So we were living with my parents since 2020 when my son was born to save up for a house and last year my parents were going through a horrible divorce. We had stopped at my ILs to tell them that we were planning to move out soon and I had let them know that my parents are getting a divorce. It was a very hard time in my life because my parents were married for 40 years and it all came as a shock for us to find out my dad had a gf. I had let them know that that was the reasoning for the divorce. My MIL looked at me crying saying she knows I'm not her daughter but she always thought of me as one. Which at the time I didn't say anything to her because it smelled like bs.
She has never once referred to me as being like a daughter to her out of the 9 years I had been with my hubby. Even on the day we got married she looked pissed I had a lot of people ask me after why she looked so upset at our wedding, come to find out she told my mom that she was in mourning because she was loosing her son and my mom told her what do you mean losing a son your gaining a daughter. My mom couldn't believe my MIL said that to her.

# Data for review
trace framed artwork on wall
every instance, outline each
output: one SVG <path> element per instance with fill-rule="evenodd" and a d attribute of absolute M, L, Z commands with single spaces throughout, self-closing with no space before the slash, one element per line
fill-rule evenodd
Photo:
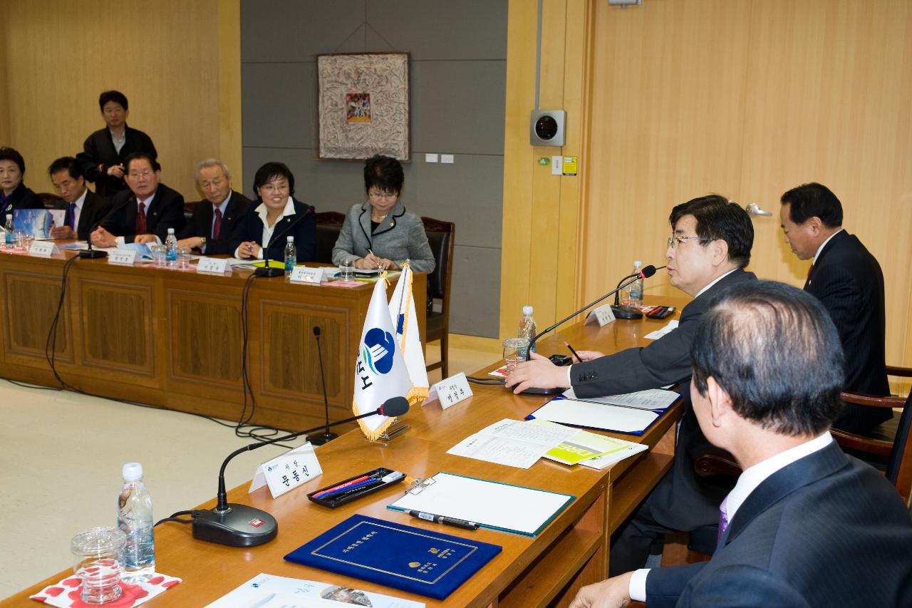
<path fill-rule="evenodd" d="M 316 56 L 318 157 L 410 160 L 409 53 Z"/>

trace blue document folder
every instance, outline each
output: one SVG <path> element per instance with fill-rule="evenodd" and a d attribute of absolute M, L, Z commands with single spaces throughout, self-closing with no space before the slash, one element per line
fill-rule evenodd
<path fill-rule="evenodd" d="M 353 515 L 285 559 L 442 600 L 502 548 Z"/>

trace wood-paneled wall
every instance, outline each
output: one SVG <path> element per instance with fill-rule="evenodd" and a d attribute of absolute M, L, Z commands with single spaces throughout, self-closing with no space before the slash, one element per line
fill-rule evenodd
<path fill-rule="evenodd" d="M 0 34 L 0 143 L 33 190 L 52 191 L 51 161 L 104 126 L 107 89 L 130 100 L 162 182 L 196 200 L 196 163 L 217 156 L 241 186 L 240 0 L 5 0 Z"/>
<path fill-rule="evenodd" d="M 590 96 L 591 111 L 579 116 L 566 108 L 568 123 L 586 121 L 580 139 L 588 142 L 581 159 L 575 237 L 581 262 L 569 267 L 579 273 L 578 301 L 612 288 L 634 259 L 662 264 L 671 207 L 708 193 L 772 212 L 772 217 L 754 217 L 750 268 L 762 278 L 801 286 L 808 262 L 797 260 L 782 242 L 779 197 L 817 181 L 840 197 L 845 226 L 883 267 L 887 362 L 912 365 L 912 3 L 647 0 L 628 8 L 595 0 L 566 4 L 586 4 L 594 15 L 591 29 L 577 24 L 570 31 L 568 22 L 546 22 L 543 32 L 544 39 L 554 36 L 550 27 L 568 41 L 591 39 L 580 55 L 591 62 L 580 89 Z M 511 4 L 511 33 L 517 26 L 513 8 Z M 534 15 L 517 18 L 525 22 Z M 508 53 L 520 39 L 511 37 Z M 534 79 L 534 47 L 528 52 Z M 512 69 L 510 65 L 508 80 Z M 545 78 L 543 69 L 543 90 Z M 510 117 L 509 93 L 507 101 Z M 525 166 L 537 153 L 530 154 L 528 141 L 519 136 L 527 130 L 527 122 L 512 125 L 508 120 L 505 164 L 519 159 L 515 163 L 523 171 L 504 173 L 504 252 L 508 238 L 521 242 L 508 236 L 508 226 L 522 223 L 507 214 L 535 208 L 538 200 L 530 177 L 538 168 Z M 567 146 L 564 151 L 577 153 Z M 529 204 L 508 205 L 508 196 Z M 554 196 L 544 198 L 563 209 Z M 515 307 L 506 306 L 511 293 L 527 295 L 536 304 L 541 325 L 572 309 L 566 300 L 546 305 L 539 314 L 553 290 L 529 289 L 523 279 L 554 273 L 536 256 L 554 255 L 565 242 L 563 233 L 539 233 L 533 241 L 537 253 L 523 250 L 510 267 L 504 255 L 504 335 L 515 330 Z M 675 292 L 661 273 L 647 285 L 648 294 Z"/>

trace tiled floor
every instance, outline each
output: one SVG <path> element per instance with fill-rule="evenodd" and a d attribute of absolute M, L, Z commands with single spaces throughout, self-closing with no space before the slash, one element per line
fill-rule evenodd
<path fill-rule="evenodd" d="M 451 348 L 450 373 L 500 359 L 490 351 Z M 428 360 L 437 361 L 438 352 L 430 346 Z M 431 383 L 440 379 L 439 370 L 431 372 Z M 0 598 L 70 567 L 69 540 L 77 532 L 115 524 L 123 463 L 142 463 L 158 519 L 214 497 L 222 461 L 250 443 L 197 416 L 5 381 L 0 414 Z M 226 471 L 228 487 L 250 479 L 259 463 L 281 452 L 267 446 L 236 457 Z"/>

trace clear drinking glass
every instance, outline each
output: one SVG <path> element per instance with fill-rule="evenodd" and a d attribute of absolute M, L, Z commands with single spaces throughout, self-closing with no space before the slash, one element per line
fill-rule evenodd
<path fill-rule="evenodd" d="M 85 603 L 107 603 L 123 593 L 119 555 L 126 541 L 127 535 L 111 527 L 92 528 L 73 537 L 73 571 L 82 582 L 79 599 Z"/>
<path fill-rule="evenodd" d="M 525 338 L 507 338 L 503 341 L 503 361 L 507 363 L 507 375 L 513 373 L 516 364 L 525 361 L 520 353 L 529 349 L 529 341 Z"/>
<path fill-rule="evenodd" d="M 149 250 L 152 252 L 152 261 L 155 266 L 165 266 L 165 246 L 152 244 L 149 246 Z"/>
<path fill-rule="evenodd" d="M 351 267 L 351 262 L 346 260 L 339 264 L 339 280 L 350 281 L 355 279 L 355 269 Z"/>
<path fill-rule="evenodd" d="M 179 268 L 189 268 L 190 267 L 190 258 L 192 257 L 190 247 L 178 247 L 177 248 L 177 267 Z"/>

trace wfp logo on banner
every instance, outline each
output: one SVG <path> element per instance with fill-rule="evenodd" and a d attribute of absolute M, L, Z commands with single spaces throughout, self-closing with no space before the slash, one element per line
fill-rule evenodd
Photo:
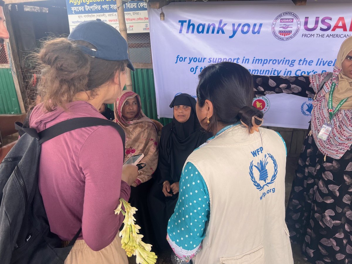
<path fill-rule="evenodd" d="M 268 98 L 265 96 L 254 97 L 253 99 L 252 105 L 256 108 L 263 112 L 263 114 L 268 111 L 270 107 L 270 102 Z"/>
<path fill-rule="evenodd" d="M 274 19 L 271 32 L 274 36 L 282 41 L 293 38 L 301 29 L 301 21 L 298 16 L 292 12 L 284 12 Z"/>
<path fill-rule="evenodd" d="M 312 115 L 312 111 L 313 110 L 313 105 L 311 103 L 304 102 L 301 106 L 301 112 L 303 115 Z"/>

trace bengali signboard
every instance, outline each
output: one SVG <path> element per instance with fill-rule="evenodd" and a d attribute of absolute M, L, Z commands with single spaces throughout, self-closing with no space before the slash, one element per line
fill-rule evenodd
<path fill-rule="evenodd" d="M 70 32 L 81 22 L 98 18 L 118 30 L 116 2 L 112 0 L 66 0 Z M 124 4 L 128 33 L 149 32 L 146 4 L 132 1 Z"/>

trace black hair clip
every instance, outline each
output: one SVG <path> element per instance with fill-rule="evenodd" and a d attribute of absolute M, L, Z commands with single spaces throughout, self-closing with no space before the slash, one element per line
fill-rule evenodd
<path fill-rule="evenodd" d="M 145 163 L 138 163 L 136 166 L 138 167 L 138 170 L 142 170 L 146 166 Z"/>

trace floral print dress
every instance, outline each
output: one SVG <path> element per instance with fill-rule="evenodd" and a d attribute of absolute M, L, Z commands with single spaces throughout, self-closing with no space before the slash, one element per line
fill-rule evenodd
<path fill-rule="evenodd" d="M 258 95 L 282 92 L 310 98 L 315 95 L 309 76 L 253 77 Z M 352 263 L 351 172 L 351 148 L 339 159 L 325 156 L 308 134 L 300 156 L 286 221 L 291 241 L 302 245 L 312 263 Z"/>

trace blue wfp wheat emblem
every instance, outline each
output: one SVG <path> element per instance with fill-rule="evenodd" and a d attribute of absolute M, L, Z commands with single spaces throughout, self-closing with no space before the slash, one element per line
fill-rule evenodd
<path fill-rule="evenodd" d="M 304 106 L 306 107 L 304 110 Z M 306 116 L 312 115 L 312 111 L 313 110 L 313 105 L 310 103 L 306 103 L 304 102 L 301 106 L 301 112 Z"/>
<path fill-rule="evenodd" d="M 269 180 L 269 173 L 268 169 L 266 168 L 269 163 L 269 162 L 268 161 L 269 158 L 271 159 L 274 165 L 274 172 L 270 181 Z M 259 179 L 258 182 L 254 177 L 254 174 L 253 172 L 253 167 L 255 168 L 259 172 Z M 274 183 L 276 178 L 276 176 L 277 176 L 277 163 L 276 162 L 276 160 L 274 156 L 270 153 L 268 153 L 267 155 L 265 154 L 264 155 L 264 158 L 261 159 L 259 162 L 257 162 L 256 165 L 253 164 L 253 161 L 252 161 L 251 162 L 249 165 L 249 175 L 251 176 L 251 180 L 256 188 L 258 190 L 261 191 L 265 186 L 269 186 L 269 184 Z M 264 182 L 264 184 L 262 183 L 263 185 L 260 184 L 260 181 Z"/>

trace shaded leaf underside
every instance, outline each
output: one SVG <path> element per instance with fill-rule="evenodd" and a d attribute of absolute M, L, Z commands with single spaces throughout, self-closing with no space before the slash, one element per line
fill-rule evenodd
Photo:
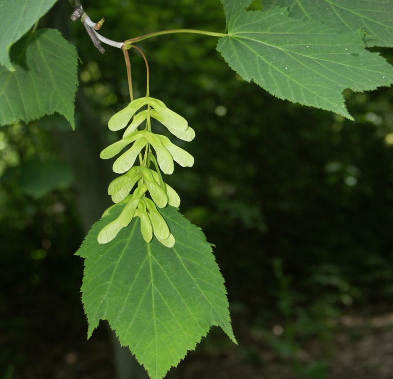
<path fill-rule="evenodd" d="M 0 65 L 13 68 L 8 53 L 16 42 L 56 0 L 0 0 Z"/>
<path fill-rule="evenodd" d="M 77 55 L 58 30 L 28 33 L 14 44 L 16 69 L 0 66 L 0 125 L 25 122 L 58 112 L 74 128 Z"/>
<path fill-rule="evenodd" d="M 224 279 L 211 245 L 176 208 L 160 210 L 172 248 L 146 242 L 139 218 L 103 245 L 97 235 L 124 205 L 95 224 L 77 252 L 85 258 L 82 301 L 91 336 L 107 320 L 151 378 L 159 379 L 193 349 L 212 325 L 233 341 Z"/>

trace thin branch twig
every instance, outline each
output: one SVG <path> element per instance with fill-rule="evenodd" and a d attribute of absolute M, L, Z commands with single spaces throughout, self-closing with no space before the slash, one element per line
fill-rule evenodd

# Work order 1
In the post about the narrator's in-laws, how long had the narrator's parents been married?
# Work order 2
Repeat the post about the in-laws, starting with "She has never" and going on through "that to her.".
# Work order 3
Write what follows in the post about the narrator's in-laws, picking up right after its last sentence.

# Written answer 1
40 years

# Written answer 2
She has never once referred to me as being like a daughter to her out of the 9 years I had been with my hubby. Even on the day we got married she looked pissed I had a lot of people ask me after why she looked so upset at our wedding, come to find out she told my mom that she was in mourning because she was loosing her son and my mom told her what do you mean losing a son your gaining a daughter. My mom couldn't believe my MIL said that to her.

# Written answer 3
Now MIL had also cheated on FIL way back in the day when my hubby's brothers were little my hubby wasn't born yet. So I know my dad's cheating probably brought up old feelings for FIL during that time cause he gave my MIL a certain look when I mentioned my dad had a gf. If I'm being honest that's one of the reasons I don't like talking about the divorce with her because I know she did the same thing to my FIL and BILs and it upsets me that she could cheat on her husband and kids just like my dad did that to my mom and me and my brothers. They're marriage has never been good since. My hubby has witnessed too many times of my inlaws practically killing each other. My MIL has also been suicidal a few times trying to jump out of the moving car while on trips with my FIL. FIL also recently sent a text to all his granddaughters in the middle of the night asking why none of them like to answer him and he feels like he's going crazy and doesn't want to be here anymore. Scared the crap out of our nieces and my hubby woke up to texts from all of them asking if grandpa was ok because he texted them a bunch of scary stuff in the middle of the night. So to me that shows that they're both not stable people.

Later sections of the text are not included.